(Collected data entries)
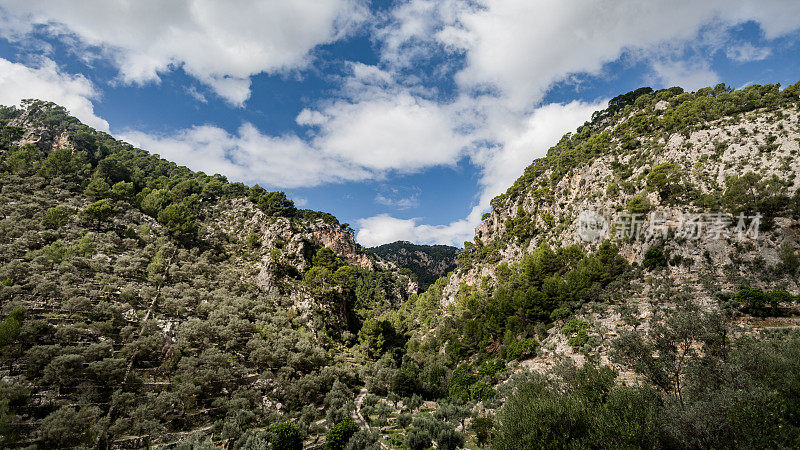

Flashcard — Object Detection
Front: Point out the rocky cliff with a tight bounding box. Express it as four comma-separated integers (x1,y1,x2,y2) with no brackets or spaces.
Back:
442,85,800,373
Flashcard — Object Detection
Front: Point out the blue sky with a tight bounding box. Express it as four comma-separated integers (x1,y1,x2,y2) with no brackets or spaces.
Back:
0,0,800,246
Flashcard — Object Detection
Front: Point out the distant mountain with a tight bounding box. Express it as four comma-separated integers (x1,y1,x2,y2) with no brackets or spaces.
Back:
369,241,459,291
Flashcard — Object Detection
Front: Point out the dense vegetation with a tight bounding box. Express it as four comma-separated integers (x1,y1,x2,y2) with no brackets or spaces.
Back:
0,101,412,448
369,241,458,291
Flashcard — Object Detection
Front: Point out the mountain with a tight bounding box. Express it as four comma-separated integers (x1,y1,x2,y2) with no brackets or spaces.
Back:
407,83,800,449
0,83,800,449
369,241,458,290
0,101,417,447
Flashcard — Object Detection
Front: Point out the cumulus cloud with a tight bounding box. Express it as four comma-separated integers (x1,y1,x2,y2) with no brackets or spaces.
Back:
314,92,467,172
0,0,368,105
0,58,108,131
356,101,605,246
356,214,473,247
725,42,772,62
358,0,800,245
653,60,720,91
375,186,422,209
120,123,373,188
383,0,800,108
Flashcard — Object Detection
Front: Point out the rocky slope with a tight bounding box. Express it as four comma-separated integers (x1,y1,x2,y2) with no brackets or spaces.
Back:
0,101,417,448
369,241,458,290
442,81,800,374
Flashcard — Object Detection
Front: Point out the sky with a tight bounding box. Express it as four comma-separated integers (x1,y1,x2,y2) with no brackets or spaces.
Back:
0,0,800,247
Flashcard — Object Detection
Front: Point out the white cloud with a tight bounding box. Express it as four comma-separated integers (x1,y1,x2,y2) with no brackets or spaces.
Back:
475,101,605,212
358,0,800,245
382,0,800,109
356,214,474,247
120,123,374,188
725,42,772,62
356,101,605,247
375,185,422,209
652,60,720,91
314,92,468,172
0,0,368,105
0,58,108,131
185,86,208,103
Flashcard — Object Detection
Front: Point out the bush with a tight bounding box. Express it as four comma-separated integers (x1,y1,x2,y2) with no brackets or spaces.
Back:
269,422,303,450
627,192,651,214
41,205,72,230
325,418,359,450
405,428,431,450
642,246,669,269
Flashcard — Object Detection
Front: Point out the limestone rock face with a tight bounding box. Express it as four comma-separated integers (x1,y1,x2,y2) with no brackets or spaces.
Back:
442,101,800,372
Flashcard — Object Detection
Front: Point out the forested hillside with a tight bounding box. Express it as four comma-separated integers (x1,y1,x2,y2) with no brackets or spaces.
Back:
0,101,416,448
0,84,800,449
369,241,458,291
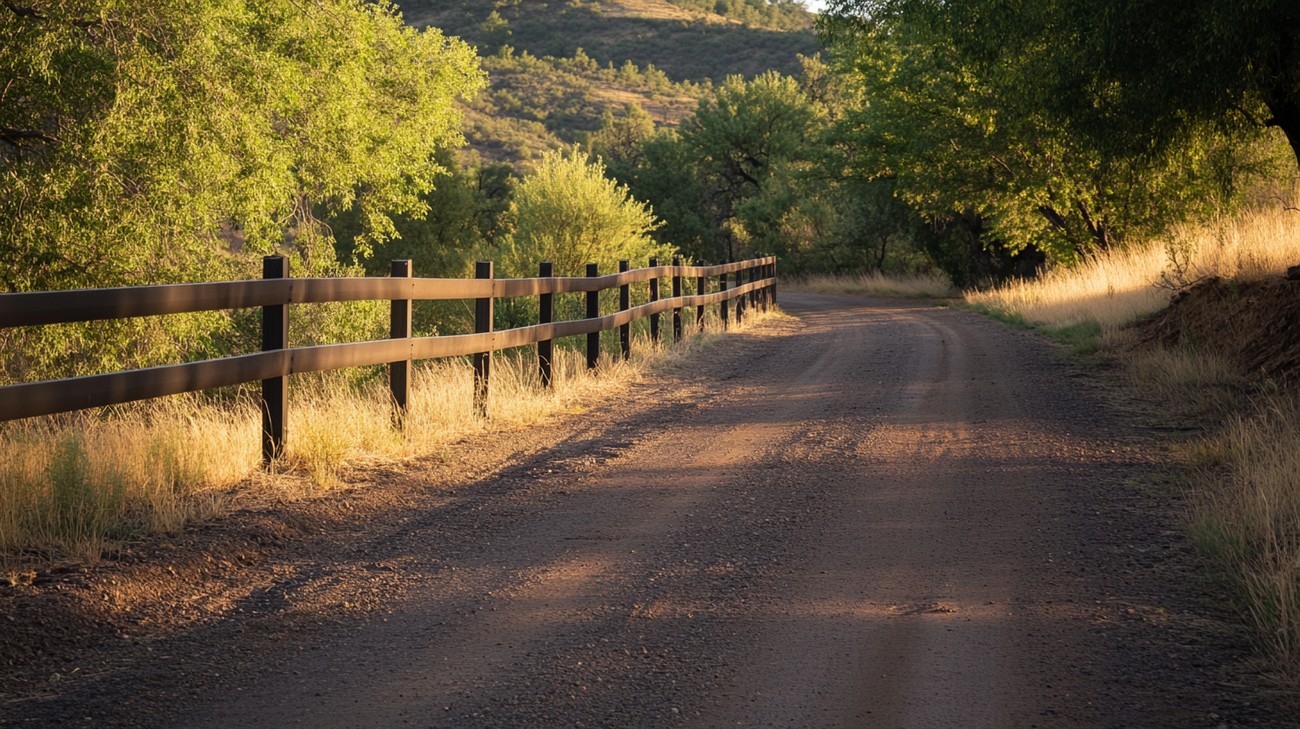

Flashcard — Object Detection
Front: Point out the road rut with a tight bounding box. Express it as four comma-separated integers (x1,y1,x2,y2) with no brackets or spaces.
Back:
0,294,1286,729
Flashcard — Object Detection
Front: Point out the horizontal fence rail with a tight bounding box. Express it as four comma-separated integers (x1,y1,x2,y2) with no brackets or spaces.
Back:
0,256,776,460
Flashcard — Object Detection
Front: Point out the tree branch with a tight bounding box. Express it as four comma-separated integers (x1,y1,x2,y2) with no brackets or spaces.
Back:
0,126,59,147
0,0,99,29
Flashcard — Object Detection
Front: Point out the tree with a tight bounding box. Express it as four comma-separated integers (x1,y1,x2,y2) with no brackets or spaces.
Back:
501,147,672,277
822,0,1300,162
680,71,820,259
823,0,1284,260
0,0,482,374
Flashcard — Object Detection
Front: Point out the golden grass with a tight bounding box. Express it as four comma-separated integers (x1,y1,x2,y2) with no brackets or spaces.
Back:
0,307,779,567
1192,391,1300,681
966,207,1300,687
966,208,1300,329
781,272,957,299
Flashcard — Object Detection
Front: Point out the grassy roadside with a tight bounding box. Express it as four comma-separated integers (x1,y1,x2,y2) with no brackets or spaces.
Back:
965,209,1300,689
0,311,784,573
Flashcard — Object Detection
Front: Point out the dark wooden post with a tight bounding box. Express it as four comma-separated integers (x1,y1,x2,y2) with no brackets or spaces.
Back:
619,260,632,360
586,264,601,369
749,259,758,312
389,260,411,428
732,262,745,325
696,270,709,331
261,256,289,465
537,262,555,387
650,256,659,344
768,259,776,308
718,261,731,330
475,261,493,417
672,256,681,342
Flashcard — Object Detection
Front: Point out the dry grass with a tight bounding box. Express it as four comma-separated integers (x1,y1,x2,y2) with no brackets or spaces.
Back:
0,307,779,567
783,272,957,299
1190,391,1300,681
966,201,1300,686
966,208,1300,329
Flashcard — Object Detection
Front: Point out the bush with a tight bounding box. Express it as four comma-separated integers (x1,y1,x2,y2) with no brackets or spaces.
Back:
499,146,673,277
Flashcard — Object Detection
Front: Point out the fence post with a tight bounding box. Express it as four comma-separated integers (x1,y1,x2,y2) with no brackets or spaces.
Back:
650,256,659,344
475,261,494,417
732,262,745,326
672,256,681,342
537,261,555,387
619,260,632,360
389,260,411,428
767,256,776,308
696,268,709,331
718,261,731,331
586,264,601,369
261,256,289,467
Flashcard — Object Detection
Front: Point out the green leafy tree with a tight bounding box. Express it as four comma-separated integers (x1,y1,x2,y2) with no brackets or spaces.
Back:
680,71,820,259
0,0,482,382
501,147,672,277
823,0,1284,267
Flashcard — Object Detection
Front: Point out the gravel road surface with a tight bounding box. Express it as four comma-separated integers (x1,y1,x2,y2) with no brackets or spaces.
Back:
0,294,1295,729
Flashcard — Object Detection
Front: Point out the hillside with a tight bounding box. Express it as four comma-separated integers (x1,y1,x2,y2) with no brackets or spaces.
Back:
399,0,820,164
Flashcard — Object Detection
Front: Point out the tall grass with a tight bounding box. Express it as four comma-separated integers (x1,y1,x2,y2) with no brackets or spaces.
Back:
966,208,1300,329
966,202,1300,686
0,309,772,558
1192,391,1300,670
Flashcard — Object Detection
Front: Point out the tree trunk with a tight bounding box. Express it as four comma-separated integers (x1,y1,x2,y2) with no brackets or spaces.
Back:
1266,97,1300,168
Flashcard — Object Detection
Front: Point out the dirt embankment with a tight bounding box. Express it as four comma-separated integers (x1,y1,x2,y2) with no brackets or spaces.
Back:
1139,270,1300,381
0,295,1296,729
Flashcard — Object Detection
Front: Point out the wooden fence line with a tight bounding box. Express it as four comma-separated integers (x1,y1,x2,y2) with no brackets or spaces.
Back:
0,256,776,461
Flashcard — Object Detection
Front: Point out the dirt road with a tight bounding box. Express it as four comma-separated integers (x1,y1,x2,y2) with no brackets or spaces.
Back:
4,295,1290,729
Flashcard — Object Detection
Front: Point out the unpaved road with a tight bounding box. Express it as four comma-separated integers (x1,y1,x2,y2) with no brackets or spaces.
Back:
0,295,1294,729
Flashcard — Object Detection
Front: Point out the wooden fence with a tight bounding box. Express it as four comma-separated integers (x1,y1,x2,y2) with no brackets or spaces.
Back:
0,256,776,463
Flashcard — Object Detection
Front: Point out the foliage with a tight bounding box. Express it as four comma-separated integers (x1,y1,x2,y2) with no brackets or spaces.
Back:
823,0,1271,261
499,147,672,277
0,0,481,376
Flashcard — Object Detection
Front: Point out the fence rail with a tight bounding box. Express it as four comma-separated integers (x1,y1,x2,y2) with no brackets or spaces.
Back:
0,256,776,460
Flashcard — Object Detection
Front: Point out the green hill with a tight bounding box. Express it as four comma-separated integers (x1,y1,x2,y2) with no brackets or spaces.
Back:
399,0,820,164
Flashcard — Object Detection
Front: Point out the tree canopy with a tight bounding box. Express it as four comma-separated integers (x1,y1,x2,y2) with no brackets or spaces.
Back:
822,0,1270,260
0,0,482,290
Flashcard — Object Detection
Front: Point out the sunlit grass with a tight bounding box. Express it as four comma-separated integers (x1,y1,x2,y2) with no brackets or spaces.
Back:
1191,391,1300,681
966,207,1300,329
0,304,780,561
965,201,1300,686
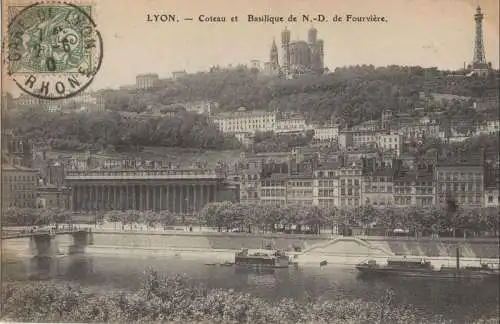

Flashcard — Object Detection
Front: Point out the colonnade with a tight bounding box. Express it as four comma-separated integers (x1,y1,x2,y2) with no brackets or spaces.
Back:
72,183,218,214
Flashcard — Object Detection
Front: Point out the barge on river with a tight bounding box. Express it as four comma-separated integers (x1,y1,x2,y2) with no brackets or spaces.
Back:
234,249,290,269
356,249,500,280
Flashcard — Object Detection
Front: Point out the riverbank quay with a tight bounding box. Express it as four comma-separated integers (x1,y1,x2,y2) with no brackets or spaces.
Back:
2,228,499,266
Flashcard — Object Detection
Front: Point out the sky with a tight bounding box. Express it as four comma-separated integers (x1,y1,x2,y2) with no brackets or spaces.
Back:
2,0,500,94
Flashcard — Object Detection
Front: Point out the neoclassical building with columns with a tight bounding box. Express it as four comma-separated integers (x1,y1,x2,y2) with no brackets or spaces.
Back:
65,169,238,215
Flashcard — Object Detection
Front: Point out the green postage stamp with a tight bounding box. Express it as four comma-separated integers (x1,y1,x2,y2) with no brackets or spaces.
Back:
5,2,103,99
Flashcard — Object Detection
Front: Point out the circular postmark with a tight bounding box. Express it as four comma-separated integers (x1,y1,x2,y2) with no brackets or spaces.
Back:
5,3,103,99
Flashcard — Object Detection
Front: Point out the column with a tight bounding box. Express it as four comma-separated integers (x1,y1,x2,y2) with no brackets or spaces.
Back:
165,185,172,210
71,187,76,211
85,186,91,211
172,185,177,213
132,185,139,210
200,184,205,210
193,185,198,213
118,186,125,210
113,186,120,210
123,185,130,210
139,185,144,210
160,186,165,210
105,186,111,210
152,185,157,210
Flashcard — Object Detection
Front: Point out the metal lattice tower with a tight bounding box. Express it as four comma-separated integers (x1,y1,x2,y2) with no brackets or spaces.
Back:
472,6,486,65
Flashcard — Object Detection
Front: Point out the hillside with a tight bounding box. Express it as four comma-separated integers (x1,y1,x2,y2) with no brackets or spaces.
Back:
105,66,498,124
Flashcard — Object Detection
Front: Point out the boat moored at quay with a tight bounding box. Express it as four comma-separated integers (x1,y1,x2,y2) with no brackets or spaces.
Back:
356,250,500,280
234,249,290,269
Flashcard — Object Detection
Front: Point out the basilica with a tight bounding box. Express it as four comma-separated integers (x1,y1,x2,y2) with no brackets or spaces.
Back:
265,27,324,78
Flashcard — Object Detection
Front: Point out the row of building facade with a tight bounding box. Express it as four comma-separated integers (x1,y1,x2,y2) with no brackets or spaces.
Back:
238,150,500,208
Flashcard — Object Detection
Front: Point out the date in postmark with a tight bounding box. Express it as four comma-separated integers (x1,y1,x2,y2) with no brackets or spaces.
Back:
5,2,103,100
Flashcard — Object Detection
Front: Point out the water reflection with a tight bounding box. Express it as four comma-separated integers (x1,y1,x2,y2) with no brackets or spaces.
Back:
5,254,499,322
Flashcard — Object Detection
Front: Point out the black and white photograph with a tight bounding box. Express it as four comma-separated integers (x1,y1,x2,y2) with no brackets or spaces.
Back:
0,0,500,324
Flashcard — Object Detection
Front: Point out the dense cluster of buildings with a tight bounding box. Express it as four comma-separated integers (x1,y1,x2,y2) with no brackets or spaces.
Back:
264,27,325,78
238,151,500,208
9,91,104,112
211,108,500,156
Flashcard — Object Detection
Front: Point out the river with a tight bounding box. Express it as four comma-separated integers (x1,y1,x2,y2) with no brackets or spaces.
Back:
3,253,499,323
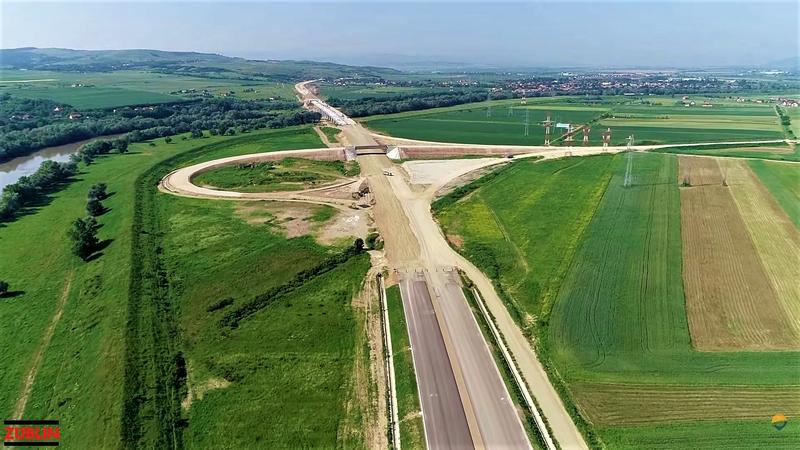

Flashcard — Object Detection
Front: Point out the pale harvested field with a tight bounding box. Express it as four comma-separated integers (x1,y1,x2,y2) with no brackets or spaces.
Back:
719,159,800,335
573,382,800,426
679,157,800,351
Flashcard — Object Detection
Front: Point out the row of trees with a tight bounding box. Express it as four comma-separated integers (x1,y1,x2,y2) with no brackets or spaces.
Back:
0,99,320,162
0,161,78,221
329,90,514,117
68,183,108,261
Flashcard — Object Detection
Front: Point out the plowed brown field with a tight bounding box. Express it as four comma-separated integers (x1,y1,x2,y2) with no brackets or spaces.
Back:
679,157,800,351
719,159,800,342
573,382,800,426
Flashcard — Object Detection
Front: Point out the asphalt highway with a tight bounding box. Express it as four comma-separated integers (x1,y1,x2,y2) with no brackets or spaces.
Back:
400,274,474,449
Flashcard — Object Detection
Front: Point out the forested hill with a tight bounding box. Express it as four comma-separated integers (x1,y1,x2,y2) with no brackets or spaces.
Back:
0,47,400,81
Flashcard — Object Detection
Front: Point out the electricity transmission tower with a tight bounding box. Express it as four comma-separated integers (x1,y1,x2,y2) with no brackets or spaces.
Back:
623,135,633,187
525,109,530,136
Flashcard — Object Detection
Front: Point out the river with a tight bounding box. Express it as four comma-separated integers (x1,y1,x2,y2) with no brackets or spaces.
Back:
0,134,121,192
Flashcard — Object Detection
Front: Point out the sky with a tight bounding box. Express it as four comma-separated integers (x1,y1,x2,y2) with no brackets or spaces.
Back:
0,0,800,68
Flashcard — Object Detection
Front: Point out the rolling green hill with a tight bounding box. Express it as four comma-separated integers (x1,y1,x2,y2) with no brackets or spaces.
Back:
0,47,400,81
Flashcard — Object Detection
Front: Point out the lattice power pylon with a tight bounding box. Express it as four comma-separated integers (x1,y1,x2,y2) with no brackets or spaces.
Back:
540,110,553,146
603,128,611,148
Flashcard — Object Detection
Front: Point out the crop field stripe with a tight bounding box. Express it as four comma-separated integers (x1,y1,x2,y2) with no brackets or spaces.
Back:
551,154,688,366
679,156,800,351
749,159,800,228
720,160,800,333
573,382,800,426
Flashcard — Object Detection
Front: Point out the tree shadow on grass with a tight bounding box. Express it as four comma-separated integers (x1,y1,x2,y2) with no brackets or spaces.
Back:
85,239,114,262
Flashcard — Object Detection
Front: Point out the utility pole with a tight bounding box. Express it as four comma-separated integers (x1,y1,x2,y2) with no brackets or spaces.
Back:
542,113,553,146
623,135,633,187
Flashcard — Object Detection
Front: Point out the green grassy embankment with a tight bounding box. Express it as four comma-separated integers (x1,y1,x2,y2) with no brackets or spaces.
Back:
439,154,800,448
125,128,376,446
0,131,308,448
0,127,378,448
363,96,783,145
319,127,342,144
386,285,425,448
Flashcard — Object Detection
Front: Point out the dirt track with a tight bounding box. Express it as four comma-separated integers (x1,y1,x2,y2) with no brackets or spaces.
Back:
160,118,625,449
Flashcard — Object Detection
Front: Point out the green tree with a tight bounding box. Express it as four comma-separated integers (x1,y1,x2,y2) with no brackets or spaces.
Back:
114,138,128,153
88,183,108,200
69,217,99,261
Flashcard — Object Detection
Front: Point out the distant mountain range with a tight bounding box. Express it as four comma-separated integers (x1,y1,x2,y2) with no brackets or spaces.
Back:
0,47,401,81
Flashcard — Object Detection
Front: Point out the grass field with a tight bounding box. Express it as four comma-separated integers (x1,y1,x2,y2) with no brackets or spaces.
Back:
320,84,442,100
0,131,306,448
192,158,358,192
749,161,800,228
363,97,783,145
159,192,376,448
386,285,425,448
0,86,185,109
0,70,294,109
0,127,380,448
439,154,800,448
438,156,612,324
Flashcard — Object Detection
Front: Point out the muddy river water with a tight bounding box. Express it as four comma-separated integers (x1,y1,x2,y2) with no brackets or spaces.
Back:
0,134,121,191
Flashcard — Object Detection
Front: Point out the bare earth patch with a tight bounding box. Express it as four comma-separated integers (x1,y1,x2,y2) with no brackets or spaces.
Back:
235,201,369,244
314,209,369,244
236,201,318,238
679,157,800,351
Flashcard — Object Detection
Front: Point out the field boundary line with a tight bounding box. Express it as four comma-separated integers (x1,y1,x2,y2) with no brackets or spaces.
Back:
376,273,400,450
472,287,556,450
12,269,75,419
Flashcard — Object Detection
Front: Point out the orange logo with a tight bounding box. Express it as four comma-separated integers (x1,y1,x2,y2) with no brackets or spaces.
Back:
772,414,789,430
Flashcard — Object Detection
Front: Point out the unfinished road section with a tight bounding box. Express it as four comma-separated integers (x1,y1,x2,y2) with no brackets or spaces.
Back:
400,273,475,449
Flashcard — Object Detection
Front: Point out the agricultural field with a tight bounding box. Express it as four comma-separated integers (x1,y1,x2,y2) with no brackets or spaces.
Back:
0,70,294,109
0,127,380,448
193,158,359,192
439,154,800,448
364,97,783,145
679,156,800,351
437,156,612,327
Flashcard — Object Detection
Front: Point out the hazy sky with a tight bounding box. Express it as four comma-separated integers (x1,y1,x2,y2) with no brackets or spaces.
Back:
0,0,799,67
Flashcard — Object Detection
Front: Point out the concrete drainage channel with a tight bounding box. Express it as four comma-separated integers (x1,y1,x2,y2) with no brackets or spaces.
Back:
472,287,557,450
377,274,400,450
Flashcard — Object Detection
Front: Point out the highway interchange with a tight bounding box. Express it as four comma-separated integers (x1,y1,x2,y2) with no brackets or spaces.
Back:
160,82,784,449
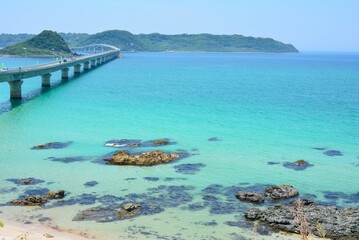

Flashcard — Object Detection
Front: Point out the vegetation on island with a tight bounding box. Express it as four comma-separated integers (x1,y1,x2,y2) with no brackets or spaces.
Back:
0,30,72,57
0,30,298,56
71,30,298,53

Work to do -
Print the entries from the very beginning through the line holding "0,0,800,246", inclusive, and leave the pictures out.

Task result -
Flashcard — Object Detection
Front: Point out the rocky cliff with a tight bounding box. Express it as four comma-separated integers (x1,y1,x2,y2) with no brackets or spaces.
Back:
442,85,800,373
Flashcard — Object Detection
Front: Point out the blue sky with a tight bounding box. Express it as four comma-separated integers (x1,y1,x2,y2) with no brackets or spaces.
Back:
0,0,800,246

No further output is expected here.